§ TASK TO COMPLETE
Rewrite the data below, changing every "report the coordinates" to "list the coordinates" and keeping everything else the same.
-- begin ENTRIES PROVIDED --
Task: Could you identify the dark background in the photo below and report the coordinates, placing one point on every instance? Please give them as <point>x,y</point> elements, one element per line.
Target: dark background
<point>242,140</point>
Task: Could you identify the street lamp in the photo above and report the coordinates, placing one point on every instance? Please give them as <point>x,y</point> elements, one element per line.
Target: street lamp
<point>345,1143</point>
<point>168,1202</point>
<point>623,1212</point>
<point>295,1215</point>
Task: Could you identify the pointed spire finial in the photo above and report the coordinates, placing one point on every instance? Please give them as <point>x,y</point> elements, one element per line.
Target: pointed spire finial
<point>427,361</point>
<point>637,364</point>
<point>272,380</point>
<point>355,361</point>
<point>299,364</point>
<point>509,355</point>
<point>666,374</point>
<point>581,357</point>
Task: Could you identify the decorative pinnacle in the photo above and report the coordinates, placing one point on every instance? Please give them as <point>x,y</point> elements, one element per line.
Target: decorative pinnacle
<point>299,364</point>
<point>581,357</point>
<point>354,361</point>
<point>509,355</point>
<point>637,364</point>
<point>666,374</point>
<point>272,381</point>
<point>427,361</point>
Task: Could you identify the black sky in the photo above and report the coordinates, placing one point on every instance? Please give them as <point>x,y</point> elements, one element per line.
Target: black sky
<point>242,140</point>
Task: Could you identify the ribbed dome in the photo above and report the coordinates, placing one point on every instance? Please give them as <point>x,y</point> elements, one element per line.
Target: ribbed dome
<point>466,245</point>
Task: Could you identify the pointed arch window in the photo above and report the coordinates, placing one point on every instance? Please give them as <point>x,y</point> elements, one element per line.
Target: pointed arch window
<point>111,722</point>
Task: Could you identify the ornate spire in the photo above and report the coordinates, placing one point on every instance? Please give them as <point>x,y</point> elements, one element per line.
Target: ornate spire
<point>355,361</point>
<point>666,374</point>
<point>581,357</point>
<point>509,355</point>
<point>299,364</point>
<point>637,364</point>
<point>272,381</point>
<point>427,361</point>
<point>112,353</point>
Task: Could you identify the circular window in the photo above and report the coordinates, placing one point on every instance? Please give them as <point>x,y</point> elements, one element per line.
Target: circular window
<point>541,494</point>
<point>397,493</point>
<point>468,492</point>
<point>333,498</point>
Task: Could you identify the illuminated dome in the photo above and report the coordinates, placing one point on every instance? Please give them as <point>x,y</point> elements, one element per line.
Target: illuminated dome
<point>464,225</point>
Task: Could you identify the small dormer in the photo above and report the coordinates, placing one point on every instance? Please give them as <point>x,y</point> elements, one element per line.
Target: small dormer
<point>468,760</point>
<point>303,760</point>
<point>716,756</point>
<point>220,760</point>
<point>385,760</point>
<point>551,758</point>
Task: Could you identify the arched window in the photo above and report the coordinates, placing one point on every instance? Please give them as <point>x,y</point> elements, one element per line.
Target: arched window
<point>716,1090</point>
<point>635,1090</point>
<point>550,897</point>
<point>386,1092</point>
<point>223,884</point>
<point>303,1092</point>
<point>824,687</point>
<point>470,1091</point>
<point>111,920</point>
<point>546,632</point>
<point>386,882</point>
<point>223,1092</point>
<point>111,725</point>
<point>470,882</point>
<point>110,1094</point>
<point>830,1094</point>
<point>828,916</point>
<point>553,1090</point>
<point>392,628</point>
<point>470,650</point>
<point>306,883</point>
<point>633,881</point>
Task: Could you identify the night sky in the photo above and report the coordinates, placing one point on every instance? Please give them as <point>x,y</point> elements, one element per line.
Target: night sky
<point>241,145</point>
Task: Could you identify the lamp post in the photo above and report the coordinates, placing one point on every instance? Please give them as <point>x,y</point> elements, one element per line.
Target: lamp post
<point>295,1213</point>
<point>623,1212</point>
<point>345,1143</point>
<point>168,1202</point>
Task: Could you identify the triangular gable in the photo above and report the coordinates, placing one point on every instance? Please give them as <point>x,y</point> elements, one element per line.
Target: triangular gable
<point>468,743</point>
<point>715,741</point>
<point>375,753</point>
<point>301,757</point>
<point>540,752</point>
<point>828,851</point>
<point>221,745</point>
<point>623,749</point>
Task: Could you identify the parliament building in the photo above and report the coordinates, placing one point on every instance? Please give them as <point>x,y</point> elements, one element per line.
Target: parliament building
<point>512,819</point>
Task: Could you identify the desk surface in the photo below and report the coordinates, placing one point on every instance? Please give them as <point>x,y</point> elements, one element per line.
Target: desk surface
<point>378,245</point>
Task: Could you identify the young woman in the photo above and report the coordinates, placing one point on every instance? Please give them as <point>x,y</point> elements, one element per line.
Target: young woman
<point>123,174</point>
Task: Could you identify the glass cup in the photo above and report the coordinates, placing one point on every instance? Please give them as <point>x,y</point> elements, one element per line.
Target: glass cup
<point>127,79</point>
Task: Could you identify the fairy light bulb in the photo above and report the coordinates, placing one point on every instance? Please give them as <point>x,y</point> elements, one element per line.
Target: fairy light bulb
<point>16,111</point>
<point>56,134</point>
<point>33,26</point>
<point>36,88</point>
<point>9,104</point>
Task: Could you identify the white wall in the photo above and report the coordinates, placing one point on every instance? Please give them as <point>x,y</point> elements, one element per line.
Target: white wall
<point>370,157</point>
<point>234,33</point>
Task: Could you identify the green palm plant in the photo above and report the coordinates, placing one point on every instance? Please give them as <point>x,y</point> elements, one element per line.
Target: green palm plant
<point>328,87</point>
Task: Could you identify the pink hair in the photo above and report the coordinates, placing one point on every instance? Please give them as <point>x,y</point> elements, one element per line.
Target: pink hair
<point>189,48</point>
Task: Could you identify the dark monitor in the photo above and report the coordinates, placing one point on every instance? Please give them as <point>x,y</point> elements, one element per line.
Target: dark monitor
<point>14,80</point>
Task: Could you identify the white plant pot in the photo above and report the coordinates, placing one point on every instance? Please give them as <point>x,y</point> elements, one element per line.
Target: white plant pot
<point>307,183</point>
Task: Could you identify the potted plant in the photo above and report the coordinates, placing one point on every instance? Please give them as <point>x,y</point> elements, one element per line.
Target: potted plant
-- end ENTRIES PROVIDED --
§ PROBLEM SOLUTION
Task: Could you identify the dark background in the photo below and list the coordinates, placing one point on every instance? Please give them as <point>x,y</point> elements, one element per line.
Target: dark background
<point>242,140</point>
Task: Could you identify the street lamp in the photo above and list the coordinates, placing one point on every instance? Please give them as <point>x,y</point> elements, one element per line.
Target: street lamp
<point>345,1143</point>
<point>168,1202</point>
<point>623,1212</point>
<point>295,1215</point>
Task: Could you identify the pointed spire finial in the photo above and list the coordinates, placing one point on every instance? Please give them as <point>x,y</point> elements, one element per line.
Target: pointed spire finial
<point>427,361</point>
<point>637,364</point>
<point>272,380</point>
<point>355,361</point>
<point>299,364</point>
<point>509,355</point>
<point>666,374</point>
<point>581,357</point>
Task: Could you identify the decorative pinnacle in the photo above and list the coordinates, placing one point on every instance? Please give them as <point>x,y</point> elements, one element per line.
Target: decorative pinnacle
<point>299,364</point>
<point>581,357</point>
<point>354,361</point>
<point>509,355</point>
<point>637,364</point>
<point>666,374</point>
<point>272,381</point>
<point>427,361</point>
Task: Could you identify the black sky in the photo above and list the coordinates, placing one point on every instance? Please give them as <point>x,y</point> elements, one element per line.
Target: black sky
<point>242,140</point>
Task: Could you identify the ribbed dome in the photo above and list the coordinates, placing one point on every instance? Please give them as <point>x,y</point> elements, one element per line.
Target: ribbed dome
<point>466,245</point>
Task: Could you identify the pointed arch window in the photo above and list the coordinates, placing one point on every instance? Please give them as <point>x,y</point> elements, one element per line.
Target: pointed arch window
<point>111,722</point>
Task: Could you identify the ornate spire in the photo above and list the coordinates, placing one point on every instance? Please give them as <point>x,y</point> elements, one element per line.
Target: ornate spire
<point>355,361</point>
<point>666,374</point>
<point>581,357</point>
<point>509,355</point>
<point>299,364</point>
<point>637,364</point>
<point>272,381</point>
<point>427,361</point>
<point>112,353</point>
Task: Could you identify the circular window in the photo above and list the coordinates, placing one point on every instance? Please give them as <point>x,y</point> elements, one element per line.
Target: circular window
<point>541,494</point>
<point>397,493</point>
<point>468,492</point>
<point>333,498</point>
Task: Could you identify the illuminated dome in the photo above and list the coordinates, placing one point on every instance? Please give them as <point>x,y</point> elements, one element per line.
Target: illuminated dome
<point>464,225</point>
Task: Could you identify the small dormer in the photo above and list the coordinates, placing one point on every instance? Please give them as <point>x,y</point> elements, one element per line.
Target: small dormer
<point>468,760</point>
<point>303,760</point>
<point>716,756</point>
<point>220,760</point>
<point>385,760</point>
<point>551,758</point>
Task: Could you identify the arched window in the photo above and list the coordinates, placing one point on every instance? Please give them as <point>x,y</point> elements, one element per line.
Target: arched window
<point>716,1090</point>
<point>635,1090</point>
<point>550,897</point>
<point>386,1092</point>
<point>223,884</point>
<point>303,1092</point>
<point>824,687</point>
<point>470,1091</point>
<point>111,920</point>
<point>546,632</point>
<point>386,882</point>
<point>223,1092</point>
<point>111,725</point>
<point>470,882</point>
<point>110,1094</point>
<point>830,1094</point>
<point>828,916</point>
<point>553,1090</point>
<point>392,628</point>
<point>470,650</point>
<point>306,883</point>
<point>633,881</point>
Task: Could you identify the night sky in the photo above and list the coordinates, placing one point on every instance? Please give them as <point>x,y</point> elements, one element per line.
Target: night sky
<point>241,145</point>
Task: Could you identify the lamp post in the photo above and list the coordinates, placing one point on every instance? Please give them as <point>x,y</point> elements, one element per line.
Target: lamp post
<point>295,1213</point>
<point>623,1212</point>
<point>345,1143</point>
<point>168,1202</point>
Task: Could you identify the triangular gable in the photo above and list the coordinates, placing one point on every instance? Please give them as <point>x,y</point> elements, one element per line.
Target: triangular gable
<point>468,743</point>
<point>715,741</point>
<point>375,753</point>
<point>301,757</point>
<point>540,752</point>
<point>828,851</point>
<point>221,745</point>
<point>623,749</point>
Task: Could you identify the parliament building in the photo above and list the coordinates, placing one point on every instance? Please give them as <point>x,y</point> elements, one element per line.
Target: parliament building
<point>512,819</point>
Task: Could you identify the desk surface in the photo below and list the coordinates, placing one point on every instance? Please give them as <point>x,y</point> elements, one element per line.
Target: desk surface
<point>378,245</point>
Task: Could you identify the young woman in the photo above and list the coordinates, placing one point on every instance? Please give them as <point>x,y</point> elements, one element per line.
Target: young woman
<point>123,174</point>
Task: Could you identify the glass cup in the photo above and list the coordinates, placing one point on every instance? Please give them as <point>x,y</point> elements, one element per line.
Target: glass cup
<point>127,79</point>
Task: Could you identify the fairy light bulb in the photo above and list the coordinates, placing one point on every instance? Please give them as <point>x,y</point> elements, one element per line.
Target: fairy light bulb
<point>16,111</point>
<point>56,134</point>
<point>33,26</point>
<point>36,88</point>
<point>9,104</point>
Task: Could you identify the white wall in the photo above and list the coordinates, placing one point on every instance? Please give them as <point>x,y</point> elements, one element per line.
Target: white wall
<point>370,157</point>
<point>234,33</point>
Task: Could you identify the green palm plant in the photo above and list the coordinates, placing one point on every instance? Please give them as <point>x,y</point> elements, one element per line.
Target: green palm plant
<point>328,87</point>
Task: Could you identify the pink hair in the photo above and list the coordinates, placing one point on every instance? Please give them as <point>x,y</point> elements, one element per line.
Target: pink hair
<point>189,48</point>
Task: Could you identify the dark monitor in the photo above and list the coordinates, placing one point on every instance? Please give them as <point>x,y</point> elements, one element per line.
Target: dark monitor
<point>14,80</point>
Task: Could you identify the white plant pot in the photo above and list the coordinates, placing one point on every instance? Please give them as <point>x,y</point> elements, one element per line.
Target: white plant pot
<point>307,183</point>
Task: Could you identify the potted plant in the photo above and list the coordinates, placing one point on every instance? Please give them as <point>x,y</point> elements, one element per line.
Target: potted plant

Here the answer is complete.